Goal 1: Print the part of the Sonos announcements thread starting at "As far as I" and ending at "it when possible.", with no changes.
Goal 2: Return every line of the records that contains the string "field".

Selected passage:
Playing announcements over Sonos music?

I’ve been trying to find a solution for this now for a while, and can’t seem to get things to work as I’d like and I’m hoping someone can help me out.

I’d like to use HA to play voice announcements over my Sonos speakers, some of which are Alexa enabled. I can get the basics of this to work, the problem comes into a few things: currently playing music, volumes as well as grouping. Most of the time in my house, there is music playing. The kids always have a couple speakers grouped together playing something. If they’re blasting Disney, using service.cloud_say to the kitchen, will end up blasting the announcement at an insane volume possibly on multiple speakers through the house.

To try and combat this issue I’ve tried taking a snapshot, pausing the speakers I want to play it on, joining those speakers, setting the volume, playing the cloud_say, then restoring the snapshot. This has a couple issues. First, the snapshots don’t seem to consistently work very well, sometimes they don’t restore properly. It’s also very jumpy and abrupt. The tracks will “rewind” to where they were a few seconds before the announcement started.

I’ve attempted to use the HACS alexa media player integration as well with no added help.In an ideal scenario what I’d like is to be able to just use an “announce” feature over the speakers I want to play it on without grouping or ungrouping. The music would lower and the person in the box would announce, then raise the volume back as it does with other features.

Has anyone solved this in a great way? I’d love to hear your ideas and solutions!

You might be looking for this

jjlawren/sonos_cloud: Sonos cloud API integration for Home Assistant with improved TTS/alerts handling (github.com)

There is a forum post go with it somewhere…

As far as I know, the ideal scenario you described doesn’t exist; tts.cloud_say is as close as you will get to a convenient voiceover.

FWIW, I don’t use that service call (HA instance is inaccessible from the internet) so I pause whatever is currently playing (if anything), snapshot/pause/unjoin/join/set volume/play the announcement/restore snapshot. So, no voiceover, just the usual ‘butt-in’ along with all the rigmarole of juggling groups.

As you already know, the unjoining/joining isn’t instantaneous so I implemented two strategies to avoid it when possible.

Given information:
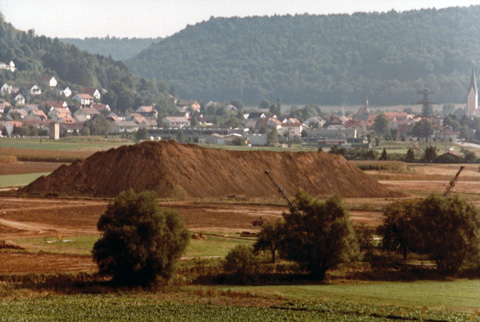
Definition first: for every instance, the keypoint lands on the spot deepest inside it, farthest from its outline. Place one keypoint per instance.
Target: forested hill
(117, 48)
(334, 59)
(36, 56)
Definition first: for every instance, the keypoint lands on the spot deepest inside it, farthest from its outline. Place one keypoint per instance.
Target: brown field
(42, 218)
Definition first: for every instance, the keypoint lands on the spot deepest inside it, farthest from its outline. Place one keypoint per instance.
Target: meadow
(67, 228)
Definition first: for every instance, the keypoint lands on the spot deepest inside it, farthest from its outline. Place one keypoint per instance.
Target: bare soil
(189, 171)
(28, 167)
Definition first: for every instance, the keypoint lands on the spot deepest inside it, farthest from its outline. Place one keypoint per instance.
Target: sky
(163, 18)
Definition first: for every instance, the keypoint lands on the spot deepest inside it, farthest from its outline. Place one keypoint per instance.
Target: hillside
(36, 56)
(175, 170)
(334, 59)
(117, 48)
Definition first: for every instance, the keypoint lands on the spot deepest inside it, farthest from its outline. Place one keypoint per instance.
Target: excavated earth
(189, 171)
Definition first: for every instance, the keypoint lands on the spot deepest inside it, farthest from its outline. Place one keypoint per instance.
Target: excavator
(452, 182)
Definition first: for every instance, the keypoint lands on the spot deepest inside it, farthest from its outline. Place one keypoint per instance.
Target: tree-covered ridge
(334, 59)
(117, 48)
(35, 56)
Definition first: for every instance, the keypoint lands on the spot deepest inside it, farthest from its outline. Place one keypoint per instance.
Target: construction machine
(452, 182)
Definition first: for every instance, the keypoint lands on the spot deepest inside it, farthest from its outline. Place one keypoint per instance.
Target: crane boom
(452, 182)
(280, 189)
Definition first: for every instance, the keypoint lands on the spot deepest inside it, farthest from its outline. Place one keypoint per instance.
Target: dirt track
(42, 218)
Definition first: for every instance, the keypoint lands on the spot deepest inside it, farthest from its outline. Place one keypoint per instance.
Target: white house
(34, 89)
(50, 81)
(67, 92)
(10, 66)
(95, 93)
(85, 100)
(20, 99)
(176, 121)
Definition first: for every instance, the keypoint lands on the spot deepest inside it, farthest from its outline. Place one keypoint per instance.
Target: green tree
(272, 137)
(399, 230)
(270, 237)
(450, 230)
(381, 124)
(318, 235)
(140, 243)
(410, 157)
(239, 259)
(384, 155)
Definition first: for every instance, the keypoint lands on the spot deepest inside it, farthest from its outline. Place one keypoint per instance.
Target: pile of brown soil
(176, 170)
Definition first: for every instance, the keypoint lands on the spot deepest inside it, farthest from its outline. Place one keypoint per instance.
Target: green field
(150, 308)
(211, 247)
(16, 180)
(65, 144)
(455, 295)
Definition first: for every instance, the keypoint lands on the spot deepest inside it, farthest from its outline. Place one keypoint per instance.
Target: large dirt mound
(176, 170)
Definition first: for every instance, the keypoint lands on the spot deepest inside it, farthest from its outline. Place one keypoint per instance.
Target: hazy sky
(153, 18)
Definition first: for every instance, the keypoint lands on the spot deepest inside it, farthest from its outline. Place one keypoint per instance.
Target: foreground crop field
(220, 308)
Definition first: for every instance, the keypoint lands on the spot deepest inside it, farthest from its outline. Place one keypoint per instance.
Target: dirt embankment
(176, 170)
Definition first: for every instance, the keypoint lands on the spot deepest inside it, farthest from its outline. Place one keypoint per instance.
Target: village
(46, 109)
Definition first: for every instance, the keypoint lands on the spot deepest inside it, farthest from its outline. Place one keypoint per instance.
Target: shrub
(140, 242)
(238, 259)
(318, 235)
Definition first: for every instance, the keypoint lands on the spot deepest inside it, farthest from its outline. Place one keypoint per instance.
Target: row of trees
(332, 60)
(141, 244)
(35, 56)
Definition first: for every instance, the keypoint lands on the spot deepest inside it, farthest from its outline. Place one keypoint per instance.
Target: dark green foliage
(399, 229)
(239, 259)
(270, 237)
(381, 124)
(384, 155)
(140, 243)
(272, 137)
(331, 60)
(447, 229)
(35, 56)
(450, 229)
(318, 235)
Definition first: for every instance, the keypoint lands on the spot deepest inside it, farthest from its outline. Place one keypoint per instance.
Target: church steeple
(472, 105)
(473, 81)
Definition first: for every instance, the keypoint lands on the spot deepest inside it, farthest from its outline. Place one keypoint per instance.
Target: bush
(270, 237)
(446, 229)
(319, 236)
(140, 242)
(238, 259)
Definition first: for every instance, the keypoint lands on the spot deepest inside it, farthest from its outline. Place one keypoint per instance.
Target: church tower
(472, 105)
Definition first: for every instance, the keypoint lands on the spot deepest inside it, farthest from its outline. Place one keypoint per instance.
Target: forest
(323, 59)
(117, 48)
(35, 56)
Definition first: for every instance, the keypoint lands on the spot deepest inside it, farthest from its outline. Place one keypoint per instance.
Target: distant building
(54, 131)
(472, 105)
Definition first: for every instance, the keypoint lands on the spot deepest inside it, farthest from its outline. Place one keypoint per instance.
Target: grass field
(65, 144)
(216, 307)
(455, 295)
(212, 246)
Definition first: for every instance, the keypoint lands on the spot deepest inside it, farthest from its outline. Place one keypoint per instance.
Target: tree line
(329, 60)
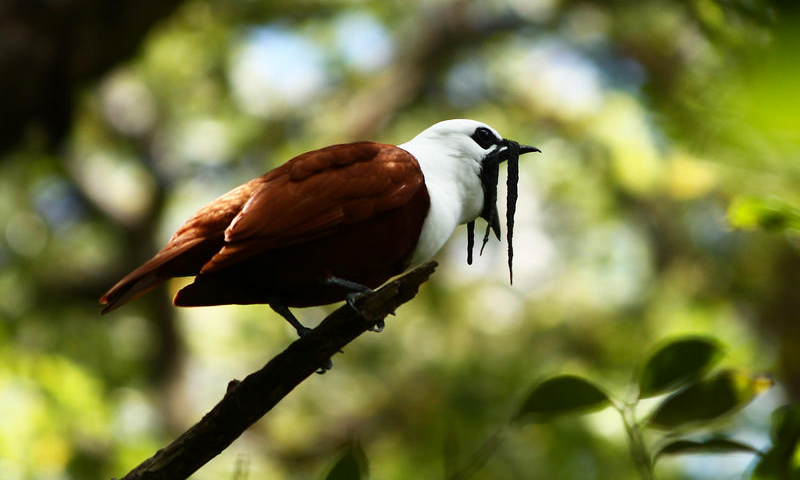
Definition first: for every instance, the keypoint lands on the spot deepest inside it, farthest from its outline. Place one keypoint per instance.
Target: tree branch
(247, 401)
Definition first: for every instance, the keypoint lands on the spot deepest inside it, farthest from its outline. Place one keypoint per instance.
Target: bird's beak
(528, 149)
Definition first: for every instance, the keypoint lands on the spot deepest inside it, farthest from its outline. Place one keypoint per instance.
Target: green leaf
(782, 460)
(708, 400)
(711, 445)
(352, 465)
(678, 363)
(768, 213)
(561, 395)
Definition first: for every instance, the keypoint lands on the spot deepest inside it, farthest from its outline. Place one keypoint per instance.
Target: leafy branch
(248, 400)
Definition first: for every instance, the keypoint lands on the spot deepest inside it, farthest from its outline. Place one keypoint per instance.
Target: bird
(334, 222)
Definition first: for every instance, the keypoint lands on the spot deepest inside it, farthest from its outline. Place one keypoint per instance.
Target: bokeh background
(664, 203)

Exercise output 1:
As far as I know, the ideal scenario you described doesn’t exist; tts.cloud_say is as close as you will get to a convenient voiceover.

FWIW, I don’t use that service call (HA instance is inaccessible from the internet) so I pause whatever is currently playing (if anything), snapshot/pause/unjoin/join/set volume/play the announcement/restore snapshot. So, no voiceover, just the usual ‘butt-in’ along with all the rigmarole of juggling groups.

As you already know, the unjoining/joining isn’t instantaneous so I implemented two strategies to avoid it when possible.

Exercise output 2:
Target: brown field
Target: green field
Target: foreground crop field
Target: grass field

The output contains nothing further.